**Exercise goal:**
Could you extract word for word the lines of the records below, starting at the line that contains "the white paper" and ending at the last line of the records, with both of those lines included?

**Supplied records:**
↓↓↓

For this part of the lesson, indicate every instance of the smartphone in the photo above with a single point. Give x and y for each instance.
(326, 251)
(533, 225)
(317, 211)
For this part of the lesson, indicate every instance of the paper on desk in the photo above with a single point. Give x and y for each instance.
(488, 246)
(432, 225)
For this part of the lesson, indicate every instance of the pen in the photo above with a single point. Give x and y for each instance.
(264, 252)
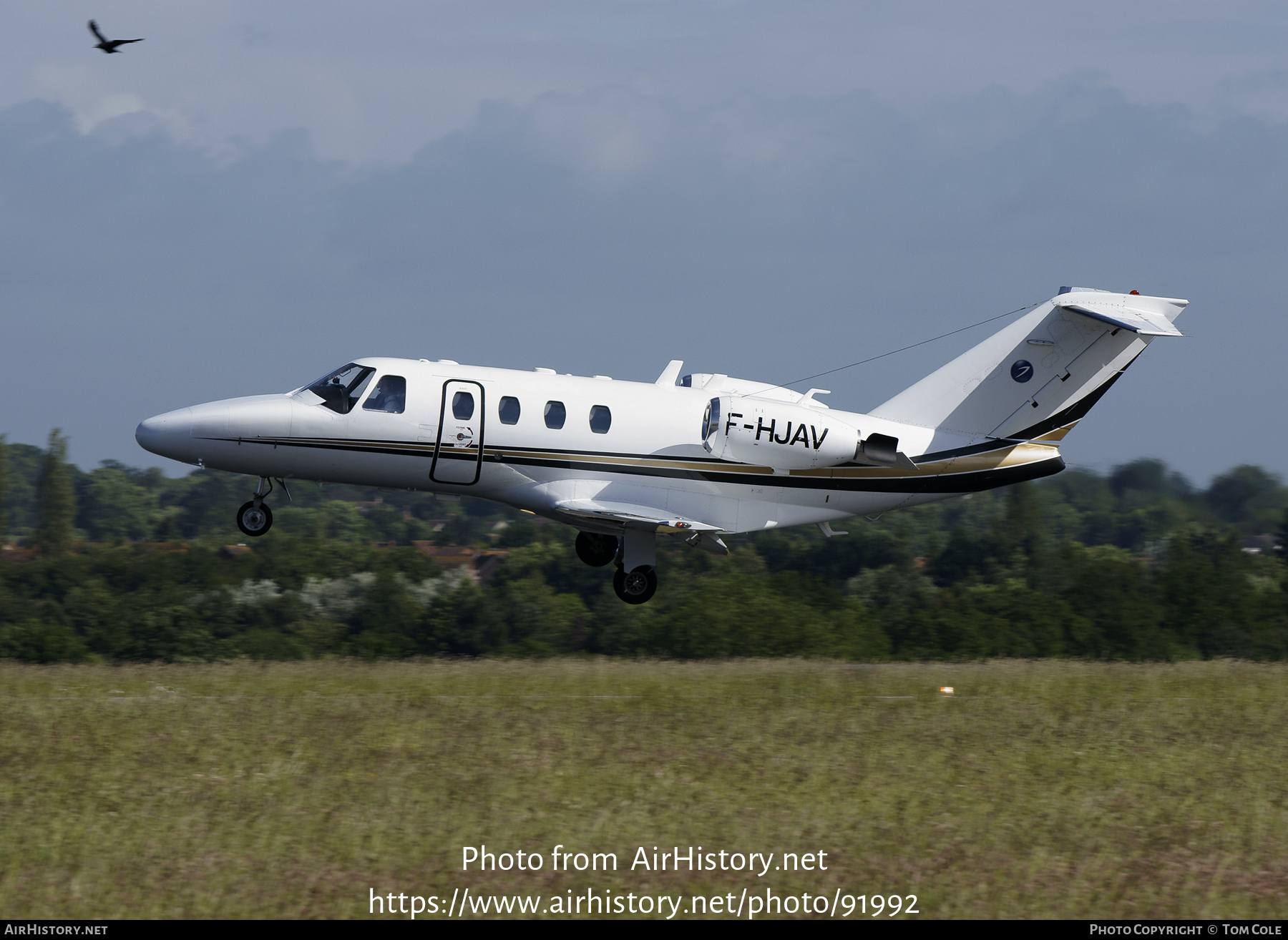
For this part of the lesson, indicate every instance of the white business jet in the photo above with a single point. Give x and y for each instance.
(695, 457)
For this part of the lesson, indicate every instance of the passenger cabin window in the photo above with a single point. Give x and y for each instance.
(600, 418)
(389, 396)
(341, 389)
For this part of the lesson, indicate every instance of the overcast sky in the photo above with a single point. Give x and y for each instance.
(263, 191)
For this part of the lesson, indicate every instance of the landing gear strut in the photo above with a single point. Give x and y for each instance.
(255, 518)
(637, 586)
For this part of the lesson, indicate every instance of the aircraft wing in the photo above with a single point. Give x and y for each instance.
(634, 516)
(1144, 322)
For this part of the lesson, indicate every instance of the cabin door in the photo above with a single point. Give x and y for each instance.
(459, 446)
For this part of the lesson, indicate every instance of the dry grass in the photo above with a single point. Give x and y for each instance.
(1040, 790)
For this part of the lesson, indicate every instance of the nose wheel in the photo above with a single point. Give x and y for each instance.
(637, 586)
(254, 521)
(255, 518)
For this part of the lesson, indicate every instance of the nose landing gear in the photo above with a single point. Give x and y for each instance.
(255, 518)
(254, 521)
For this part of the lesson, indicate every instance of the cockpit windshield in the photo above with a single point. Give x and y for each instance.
(341, 389)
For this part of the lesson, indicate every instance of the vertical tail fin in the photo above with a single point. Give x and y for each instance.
(1043, 373)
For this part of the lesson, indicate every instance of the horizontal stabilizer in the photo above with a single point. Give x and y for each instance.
(1040, 373)
(1144, 322)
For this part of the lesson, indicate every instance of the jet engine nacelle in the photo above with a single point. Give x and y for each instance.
(786, 437)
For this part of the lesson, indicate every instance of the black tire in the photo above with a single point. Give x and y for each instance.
(254, 522)
(635, 587)
(595, 550)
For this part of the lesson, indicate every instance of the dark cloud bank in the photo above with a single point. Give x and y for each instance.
(141, 276)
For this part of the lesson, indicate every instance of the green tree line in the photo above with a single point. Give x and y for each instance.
(127, 564)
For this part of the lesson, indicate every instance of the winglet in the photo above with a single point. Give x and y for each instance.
(671, 373)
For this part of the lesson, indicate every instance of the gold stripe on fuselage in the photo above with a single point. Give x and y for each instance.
(1006, 455)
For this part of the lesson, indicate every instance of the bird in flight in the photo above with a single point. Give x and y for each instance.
(109, 45)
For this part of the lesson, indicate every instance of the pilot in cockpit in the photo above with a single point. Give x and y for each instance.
(389, 396)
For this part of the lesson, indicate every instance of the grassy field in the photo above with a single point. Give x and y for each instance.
(1038, 790)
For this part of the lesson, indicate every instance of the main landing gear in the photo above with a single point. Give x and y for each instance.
(255, 518)
(634, 581)
(638, 586)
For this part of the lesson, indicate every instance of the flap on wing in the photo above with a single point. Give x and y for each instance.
(1144, 322)
(633, 515)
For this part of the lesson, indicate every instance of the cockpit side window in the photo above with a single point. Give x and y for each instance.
(389, 396)
(341, 389)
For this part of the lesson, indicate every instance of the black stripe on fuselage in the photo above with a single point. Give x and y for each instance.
(965, 482)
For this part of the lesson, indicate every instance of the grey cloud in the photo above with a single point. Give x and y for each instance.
(769, 238)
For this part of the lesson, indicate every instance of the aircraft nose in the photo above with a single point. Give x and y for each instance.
(167, 434)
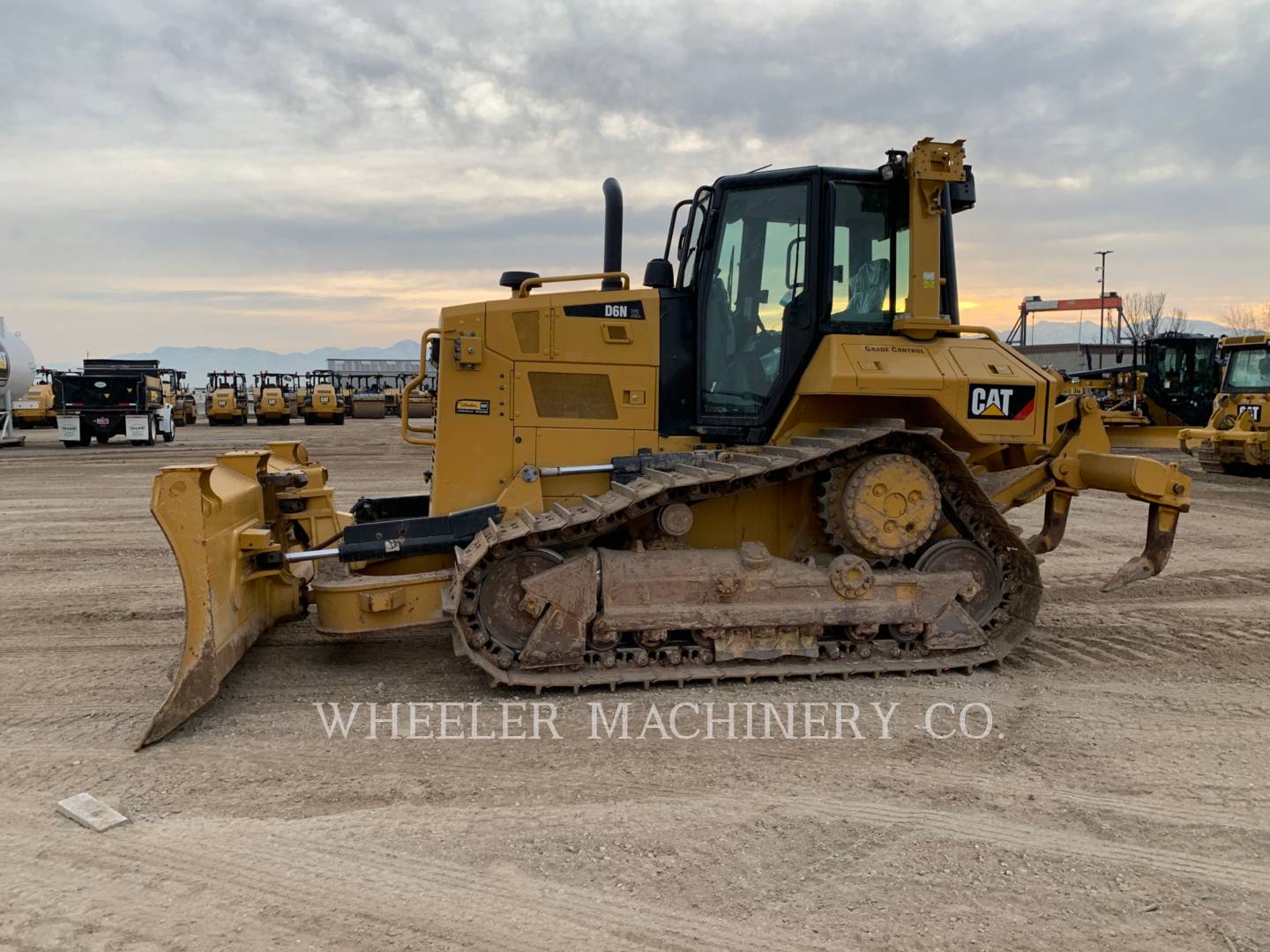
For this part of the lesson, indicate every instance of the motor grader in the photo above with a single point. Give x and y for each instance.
(1237, 437)
(1169, 385)
(782, 456)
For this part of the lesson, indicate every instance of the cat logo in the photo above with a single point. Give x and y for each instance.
(997, 403)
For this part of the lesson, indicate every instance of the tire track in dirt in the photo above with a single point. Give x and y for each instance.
(292, 865)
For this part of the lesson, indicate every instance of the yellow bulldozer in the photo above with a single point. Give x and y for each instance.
(1237, 437)
(227, 398)
(782, 456)
(322, 400)
(36, 409)
(179, 397)
(274, 398)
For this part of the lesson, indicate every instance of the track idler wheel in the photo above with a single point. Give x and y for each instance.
(961, 555)
(498, 602)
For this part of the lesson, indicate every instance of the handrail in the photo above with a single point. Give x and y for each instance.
(524, 291)
(407, 429)
(973, 329)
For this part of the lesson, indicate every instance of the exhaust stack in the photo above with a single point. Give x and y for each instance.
(612, 234)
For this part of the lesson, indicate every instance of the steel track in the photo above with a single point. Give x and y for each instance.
(733, 471)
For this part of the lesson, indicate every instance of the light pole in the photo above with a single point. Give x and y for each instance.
(1102, 294)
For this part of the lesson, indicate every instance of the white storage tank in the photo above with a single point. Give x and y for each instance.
(17, 365)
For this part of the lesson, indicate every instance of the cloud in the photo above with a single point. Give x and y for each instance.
(248, 146)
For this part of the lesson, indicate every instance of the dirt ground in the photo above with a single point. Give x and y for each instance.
(1120, 800)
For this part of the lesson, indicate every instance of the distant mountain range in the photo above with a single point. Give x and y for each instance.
(1087, 331)
(201, 361)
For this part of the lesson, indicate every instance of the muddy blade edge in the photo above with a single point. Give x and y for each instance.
(204, 512)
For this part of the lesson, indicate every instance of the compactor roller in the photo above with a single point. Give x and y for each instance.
(782, 456)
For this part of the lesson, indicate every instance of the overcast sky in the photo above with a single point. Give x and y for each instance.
(300, 175)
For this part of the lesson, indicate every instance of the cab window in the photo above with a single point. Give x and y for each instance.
(755, 286)
(1249, 369)
(869, 265)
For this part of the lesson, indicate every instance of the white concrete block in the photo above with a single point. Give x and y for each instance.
(89, 811)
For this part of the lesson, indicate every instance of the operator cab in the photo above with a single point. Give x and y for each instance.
(767, 264)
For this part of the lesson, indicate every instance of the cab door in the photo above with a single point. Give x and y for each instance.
(757, 305)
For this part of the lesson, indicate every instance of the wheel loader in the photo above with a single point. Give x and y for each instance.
(1237, 437)
(274, 398)
(323, 401)
(782, 456)
(227, 398)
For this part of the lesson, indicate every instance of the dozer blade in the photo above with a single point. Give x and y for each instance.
(217, 518)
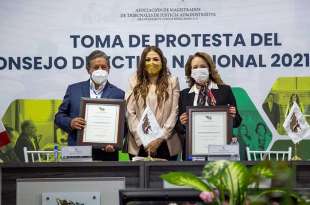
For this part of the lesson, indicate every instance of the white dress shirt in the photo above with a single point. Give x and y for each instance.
(195, 90)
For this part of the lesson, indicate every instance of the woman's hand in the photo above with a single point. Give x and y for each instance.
(184, 118)
(232, 111)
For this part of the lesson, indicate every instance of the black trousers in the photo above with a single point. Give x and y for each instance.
(100, 155)
(162, 152)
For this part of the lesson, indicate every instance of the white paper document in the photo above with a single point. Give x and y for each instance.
(209, 128)
(148, 127)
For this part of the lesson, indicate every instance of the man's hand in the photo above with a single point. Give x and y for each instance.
(153, 146)
(184, 118)
(77, 123)
(108, 148)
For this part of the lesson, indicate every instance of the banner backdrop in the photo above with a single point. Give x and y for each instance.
(259, 46)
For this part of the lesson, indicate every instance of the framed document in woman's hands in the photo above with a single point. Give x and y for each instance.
(210, 125)
(105, 120)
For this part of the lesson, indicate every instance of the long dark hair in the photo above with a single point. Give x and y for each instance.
(143, 81)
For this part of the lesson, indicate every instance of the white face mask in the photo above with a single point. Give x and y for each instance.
(99, 76)
(200, 75)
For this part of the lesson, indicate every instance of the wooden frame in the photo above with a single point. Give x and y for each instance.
(209, 111)
(119, 124)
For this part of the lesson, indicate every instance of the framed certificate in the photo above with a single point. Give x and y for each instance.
(105, 120)
(207, 126)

↑↑↑

**Solution for this task:**
For this part of the lesson, indicate every instance of the white paper document in the photo above with a single point. Give x and y for each instance.
(209, 128)
(148, 127)
For this part of the lesson, indicate every instance of the man's hand in the photo above with a single point. Give x and y for each instance.
(153, 146)
(184, 118)
(77, 123)
(108, 148)
For this part of the lesson, indicate every instance of the banner backdrop in the photo above with a single point. Give x and y for each instance.
(259, 46)
For this part of the lesson, indicate every instance of the framed document in woman's hands in the photo above with a single point. Give x and y for each instance.
(210, 125)
(105, 120)
For this part of the lesson, indicate every instance of the long dark hair in the photo above with a single point. Give x and y for each instance.
(143, 81)
For this part of the lesson, indicate every instance of the white face mask in the photo above with a single point. Give x and y for each instance.
(99, 76)
(200, 75)
For this part of the lesson, indicate every instance of the wooden frame in the photo above with a single point. Give x and y for each instance.
(209, 111)
(119, 124)
For this part of the lesson, indicate every instance of the framed certificate in the photo above with a single point. Give x and y for each instance.
(105, 120)
(207, 126)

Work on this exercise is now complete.